> **Text segment**:
>>>

The researchers conducted their experiments with ctenophores in the predatory cydippid stage, an earlier stage in the ctenophore life cycle when it is capable of reproducing. They used high-pressure freezing and fixing and electron microscopy to build a 3D view of all the neurons within the nervous system of ctenophores.

When they examined how some neurons connected to others in the cydippid, they found synaptic connections. But the five neurons within the nerve-net seemed to all be interconnected via a syncytial network, i.e. without any synapses.

In the 1950s, the use of electron microscopy helped confirm neurobiologist Ramón y Cajal’s hypothesis that neurons were separate cells connected via synapses. It put to rest a long debate about whether neuronal networks in most animals formed a continuous syncytium or were made up of discrete cells.

In an ironic twist, the new study again demonstrated the usefulness of more advanced microscopy techniques to show that in ctenophores, at least in the nerve-net neurons, it’s the opposite: it is a syncytium.

Ctenophores have been at the centre of a heated debate over the identity of the first animal. Whole-genome sequencing studies of ctenophores, published in 2013 in Science and 2014 in Nature, added evidence to the theory that ctenophores were the earliest branch of the animal kingdom and form a sister group to all other animals.

But even if ctenophores constitute the oldest animal lineage, biologists are still unclear as to how their nervous system evolved. Based on his findings in the 2014 Nature paper, Leonid Moroz of the University of Florida proposed a controversial theory. He said that the nervous system could have evolved twice, once in ctenophores and once in other animals.

His paper and another study that followed pointed to ctenophores having a unique nervous system. The ctenophore genome didn’t show classical neurotransmitter pathways present in other animals nor did ctenophore neurons express the common genes associated with other animal neurons.

“Our paper is not proof for or against the independent evolution of the ctenophore nervous system,” Dr. Burkhardt said. “However, given that ctenophores are very early branching animals and that the nerve-net architecture of ctenophores is unique, it is possible that the nerve-net evolved independently.”

According to him, the fact that ctenophores use cilia, and not muscles, to move could also be a reason why they would possibly evolve a different signal conduction system.

“It is a fantastic finding that nerve-nets can also be syncytial,” said Detlev Arendt, a researcher at the European Molecular Biology Laboratory who studies the evolution of nervous systems. “We have to understand how such a nerve-net operates as compared to other nerve-nets that are connected with synapses or gap junctions.”

Dr. Burkhardt and Dr. Kittelmann are keen to study the nerve-net neurons as the ctenophores develop, to see if adult ctenophores retain the syncytial nerve-net or if they develop synapses.

For Dr. Moroz, the results are more evidence for the ctenophore nervous system’s unique nature and signs that it could have evolved independently. More importantly, he stressed the importance of such studies in a broader context – of how unique animal systems like the ctenophore can help us understand how the nervous system has evolved to work so perfectly, even in humans.

“Nature has offered to us alternate unique examples of how to get the same outcome in different ways,” Dr. Moroz said. “The shortcut to understand the fundamentals of neuronal function and treat a variety of disorders will come from comparative analyses.”

There is a lot more to do to further understand the functional and evolutionary significance of the syncytial nerve-net neurons in ctenophores. This study provides an important anchor for such research into nervous system evolution in animals, research which Dr. Moroz firmly believes is essential to understand the principles of brain function.

“To understand our brain, we have to understand alternate strategies,” he said. “To understand our brain, we have to study small creatures in the sea.”

Rohini Subrahmanyam is a freelance journalist.

<<<

> **Data supplied**:
>>>

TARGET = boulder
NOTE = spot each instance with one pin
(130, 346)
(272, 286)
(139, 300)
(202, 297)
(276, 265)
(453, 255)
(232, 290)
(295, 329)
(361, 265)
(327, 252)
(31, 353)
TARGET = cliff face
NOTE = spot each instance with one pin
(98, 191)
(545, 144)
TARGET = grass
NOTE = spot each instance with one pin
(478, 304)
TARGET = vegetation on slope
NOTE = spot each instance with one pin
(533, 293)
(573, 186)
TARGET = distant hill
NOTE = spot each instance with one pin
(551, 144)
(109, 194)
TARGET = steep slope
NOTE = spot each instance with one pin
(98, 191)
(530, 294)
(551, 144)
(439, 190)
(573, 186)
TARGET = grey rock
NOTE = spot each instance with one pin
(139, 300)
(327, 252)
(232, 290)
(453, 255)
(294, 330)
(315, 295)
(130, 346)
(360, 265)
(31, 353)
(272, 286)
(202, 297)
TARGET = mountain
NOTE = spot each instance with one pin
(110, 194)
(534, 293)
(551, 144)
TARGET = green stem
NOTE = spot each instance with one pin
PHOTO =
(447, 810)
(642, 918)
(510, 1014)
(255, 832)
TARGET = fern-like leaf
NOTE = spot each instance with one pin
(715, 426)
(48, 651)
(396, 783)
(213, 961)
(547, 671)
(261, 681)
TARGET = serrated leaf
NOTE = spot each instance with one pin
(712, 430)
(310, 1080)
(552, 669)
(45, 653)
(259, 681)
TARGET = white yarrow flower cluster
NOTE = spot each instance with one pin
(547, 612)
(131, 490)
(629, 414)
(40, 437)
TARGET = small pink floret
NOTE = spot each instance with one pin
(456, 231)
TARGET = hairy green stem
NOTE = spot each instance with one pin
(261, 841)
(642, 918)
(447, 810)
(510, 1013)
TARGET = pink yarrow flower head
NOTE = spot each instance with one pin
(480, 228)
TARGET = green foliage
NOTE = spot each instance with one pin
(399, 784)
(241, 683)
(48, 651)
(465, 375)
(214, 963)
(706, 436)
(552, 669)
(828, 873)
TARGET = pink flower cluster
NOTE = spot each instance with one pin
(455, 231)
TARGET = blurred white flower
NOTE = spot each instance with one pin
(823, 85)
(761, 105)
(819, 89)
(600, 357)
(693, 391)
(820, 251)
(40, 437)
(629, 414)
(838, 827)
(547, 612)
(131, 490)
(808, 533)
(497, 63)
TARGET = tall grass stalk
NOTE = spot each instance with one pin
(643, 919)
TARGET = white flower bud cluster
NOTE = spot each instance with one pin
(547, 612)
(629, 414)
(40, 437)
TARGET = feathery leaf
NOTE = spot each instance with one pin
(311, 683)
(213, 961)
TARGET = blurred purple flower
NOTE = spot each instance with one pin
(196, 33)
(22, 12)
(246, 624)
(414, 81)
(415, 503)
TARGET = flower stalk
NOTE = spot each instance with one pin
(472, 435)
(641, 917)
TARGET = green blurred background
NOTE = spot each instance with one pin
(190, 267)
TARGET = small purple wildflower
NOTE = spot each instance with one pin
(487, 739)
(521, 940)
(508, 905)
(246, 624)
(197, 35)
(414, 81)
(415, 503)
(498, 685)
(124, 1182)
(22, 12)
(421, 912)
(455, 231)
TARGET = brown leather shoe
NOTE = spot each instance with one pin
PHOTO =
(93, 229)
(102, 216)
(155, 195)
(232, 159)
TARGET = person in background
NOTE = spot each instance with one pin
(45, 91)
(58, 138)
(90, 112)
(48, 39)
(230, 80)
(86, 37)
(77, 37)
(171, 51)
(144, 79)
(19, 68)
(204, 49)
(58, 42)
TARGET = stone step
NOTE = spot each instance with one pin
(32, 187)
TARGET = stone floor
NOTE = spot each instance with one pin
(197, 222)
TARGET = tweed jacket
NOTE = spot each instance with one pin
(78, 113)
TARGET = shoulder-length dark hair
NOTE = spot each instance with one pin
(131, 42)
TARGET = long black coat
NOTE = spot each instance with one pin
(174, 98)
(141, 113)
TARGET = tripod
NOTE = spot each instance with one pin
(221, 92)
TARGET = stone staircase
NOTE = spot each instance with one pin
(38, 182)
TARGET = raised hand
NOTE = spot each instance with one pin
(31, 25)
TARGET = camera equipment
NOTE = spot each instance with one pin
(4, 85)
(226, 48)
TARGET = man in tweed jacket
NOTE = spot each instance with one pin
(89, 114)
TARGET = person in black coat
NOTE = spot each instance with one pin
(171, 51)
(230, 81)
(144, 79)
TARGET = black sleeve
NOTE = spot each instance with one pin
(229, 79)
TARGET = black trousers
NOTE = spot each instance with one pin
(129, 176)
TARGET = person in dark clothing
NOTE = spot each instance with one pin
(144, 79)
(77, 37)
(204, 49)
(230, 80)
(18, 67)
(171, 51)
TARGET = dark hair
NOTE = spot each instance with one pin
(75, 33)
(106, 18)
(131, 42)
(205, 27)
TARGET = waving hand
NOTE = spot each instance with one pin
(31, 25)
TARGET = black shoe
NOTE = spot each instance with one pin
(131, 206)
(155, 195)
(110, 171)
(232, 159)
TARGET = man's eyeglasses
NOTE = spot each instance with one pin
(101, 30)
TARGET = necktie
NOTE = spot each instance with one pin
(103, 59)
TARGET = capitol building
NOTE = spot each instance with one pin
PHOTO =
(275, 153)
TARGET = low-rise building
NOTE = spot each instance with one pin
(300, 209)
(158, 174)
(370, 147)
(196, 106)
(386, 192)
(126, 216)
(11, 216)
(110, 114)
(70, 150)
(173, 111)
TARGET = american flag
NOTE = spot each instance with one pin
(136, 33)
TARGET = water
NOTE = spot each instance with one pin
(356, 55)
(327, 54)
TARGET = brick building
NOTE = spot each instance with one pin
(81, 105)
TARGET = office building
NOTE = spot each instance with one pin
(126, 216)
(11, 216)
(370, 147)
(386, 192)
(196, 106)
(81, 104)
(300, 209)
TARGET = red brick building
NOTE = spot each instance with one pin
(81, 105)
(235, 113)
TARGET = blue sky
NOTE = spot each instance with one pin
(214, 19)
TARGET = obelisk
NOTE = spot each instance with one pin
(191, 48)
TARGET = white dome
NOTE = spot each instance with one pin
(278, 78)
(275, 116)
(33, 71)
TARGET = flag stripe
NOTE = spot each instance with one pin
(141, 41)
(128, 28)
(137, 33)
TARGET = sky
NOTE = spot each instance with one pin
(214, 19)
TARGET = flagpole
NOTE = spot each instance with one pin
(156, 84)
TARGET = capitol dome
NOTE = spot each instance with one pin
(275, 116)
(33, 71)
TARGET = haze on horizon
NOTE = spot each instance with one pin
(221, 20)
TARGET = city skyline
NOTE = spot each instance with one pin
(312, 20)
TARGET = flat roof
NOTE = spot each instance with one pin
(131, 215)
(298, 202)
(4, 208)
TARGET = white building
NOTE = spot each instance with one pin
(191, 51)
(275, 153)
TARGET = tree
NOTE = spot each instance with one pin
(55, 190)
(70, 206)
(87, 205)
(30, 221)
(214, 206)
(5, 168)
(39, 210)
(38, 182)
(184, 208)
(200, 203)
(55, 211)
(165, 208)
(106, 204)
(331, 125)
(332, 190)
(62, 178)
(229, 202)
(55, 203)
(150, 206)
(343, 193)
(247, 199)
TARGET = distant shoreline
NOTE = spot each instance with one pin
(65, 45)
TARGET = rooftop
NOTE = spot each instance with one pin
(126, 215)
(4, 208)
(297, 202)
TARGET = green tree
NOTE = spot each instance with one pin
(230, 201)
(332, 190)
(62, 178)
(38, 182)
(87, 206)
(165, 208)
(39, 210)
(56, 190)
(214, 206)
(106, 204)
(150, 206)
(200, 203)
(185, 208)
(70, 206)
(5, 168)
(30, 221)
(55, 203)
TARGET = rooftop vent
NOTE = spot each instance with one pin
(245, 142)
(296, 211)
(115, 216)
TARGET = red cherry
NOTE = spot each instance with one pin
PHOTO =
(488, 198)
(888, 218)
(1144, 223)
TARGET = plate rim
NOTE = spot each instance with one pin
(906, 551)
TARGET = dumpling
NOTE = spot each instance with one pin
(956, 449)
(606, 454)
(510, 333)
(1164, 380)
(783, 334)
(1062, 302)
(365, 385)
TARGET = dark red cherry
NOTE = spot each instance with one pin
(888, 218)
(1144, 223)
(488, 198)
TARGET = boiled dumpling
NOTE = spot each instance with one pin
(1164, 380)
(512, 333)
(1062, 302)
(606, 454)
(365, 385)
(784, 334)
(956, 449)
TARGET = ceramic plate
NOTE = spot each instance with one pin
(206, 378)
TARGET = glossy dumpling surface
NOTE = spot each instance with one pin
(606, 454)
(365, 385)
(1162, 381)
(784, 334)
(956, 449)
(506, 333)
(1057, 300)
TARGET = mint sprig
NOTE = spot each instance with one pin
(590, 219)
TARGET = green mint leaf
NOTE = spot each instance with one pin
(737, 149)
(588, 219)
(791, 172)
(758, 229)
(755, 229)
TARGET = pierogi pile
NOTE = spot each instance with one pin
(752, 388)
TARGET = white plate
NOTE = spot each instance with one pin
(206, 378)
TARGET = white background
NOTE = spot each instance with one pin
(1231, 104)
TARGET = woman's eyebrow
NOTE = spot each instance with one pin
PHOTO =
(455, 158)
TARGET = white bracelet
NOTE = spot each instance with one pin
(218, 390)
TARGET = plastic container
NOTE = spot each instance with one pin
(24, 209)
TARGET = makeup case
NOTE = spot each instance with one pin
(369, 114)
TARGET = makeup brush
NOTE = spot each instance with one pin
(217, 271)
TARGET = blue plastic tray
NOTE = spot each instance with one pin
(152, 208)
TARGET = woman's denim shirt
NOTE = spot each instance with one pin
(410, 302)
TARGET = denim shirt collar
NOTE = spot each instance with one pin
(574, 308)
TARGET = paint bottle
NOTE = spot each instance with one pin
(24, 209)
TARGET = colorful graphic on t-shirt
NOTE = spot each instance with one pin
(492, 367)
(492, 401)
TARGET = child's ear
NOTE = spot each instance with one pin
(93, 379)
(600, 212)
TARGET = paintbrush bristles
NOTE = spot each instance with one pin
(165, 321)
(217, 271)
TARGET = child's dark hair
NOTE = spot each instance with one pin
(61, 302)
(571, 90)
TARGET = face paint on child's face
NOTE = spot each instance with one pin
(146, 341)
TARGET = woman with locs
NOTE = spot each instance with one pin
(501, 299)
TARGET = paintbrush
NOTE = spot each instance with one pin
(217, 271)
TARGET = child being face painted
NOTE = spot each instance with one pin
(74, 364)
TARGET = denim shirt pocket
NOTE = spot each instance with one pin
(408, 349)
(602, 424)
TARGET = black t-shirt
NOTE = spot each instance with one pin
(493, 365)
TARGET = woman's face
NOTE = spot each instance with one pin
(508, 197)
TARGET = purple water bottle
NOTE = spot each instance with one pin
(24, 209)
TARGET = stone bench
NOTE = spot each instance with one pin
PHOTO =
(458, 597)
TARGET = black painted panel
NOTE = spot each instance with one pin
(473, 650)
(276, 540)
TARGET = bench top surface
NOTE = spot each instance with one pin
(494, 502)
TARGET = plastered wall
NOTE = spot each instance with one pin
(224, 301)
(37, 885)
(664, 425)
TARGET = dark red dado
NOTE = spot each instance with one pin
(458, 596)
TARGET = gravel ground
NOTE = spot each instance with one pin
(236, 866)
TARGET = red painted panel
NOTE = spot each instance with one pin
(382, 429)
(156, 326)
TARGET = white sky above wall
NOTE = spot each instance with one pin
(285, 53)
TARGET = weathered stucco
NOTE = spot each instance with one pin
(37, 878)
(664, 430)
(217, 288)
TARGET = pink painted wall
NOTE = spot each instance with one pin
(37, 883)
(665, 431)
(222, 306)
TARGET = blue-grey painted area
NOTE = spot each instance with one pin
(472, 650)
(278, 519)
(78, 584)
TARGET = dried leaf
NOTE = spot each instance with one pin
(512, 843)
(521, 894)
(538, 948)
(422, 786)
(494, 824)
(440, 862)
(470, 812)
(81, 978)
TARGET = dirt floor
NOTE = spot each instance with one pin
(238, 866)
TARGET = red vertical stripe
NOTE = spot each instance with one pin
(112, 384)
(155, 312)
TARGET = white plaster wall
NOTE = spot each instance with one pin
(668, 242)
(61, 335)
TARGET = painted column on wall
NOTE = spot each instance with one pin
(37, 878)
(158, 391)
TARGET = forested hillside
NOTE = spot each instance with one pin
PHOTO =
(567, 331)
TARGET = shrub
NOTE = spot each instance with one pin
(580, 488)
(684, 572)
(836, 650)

<<<

Repeat the ctenophore text, everything from "In an ironic" down to "in other animals.", swapping "heated debate" for "fierce debate".

> **Exercise answer**:
In an ironic twist, the new study again demonstrated the usefulness of more advanced microscopy techniques to show that in ctenophores, at least in the nerve-net neurons, it’s the opposite: it is a syncytium.

Ctenophores have been at the centre of a fierce debate over the identity of the first animal. Whole-genome sequencing studies of ctenophores, published in 2013 in Science and 2014 in Nature, added evidence to the theory that ctenophores were the earliest branch of the animal kingdom and form a sister group to all other animals.

But even if ctenophores constitute the oldest animal lineage, biologists are still unclear as to how their nervous system evolved. Based on his findings in the 2014 Nature paper, Leonid Moroz of the University of Florida proposed a controversial theory. He said that the nervous system could have evolved twice, once in ctenophores and once in other animals.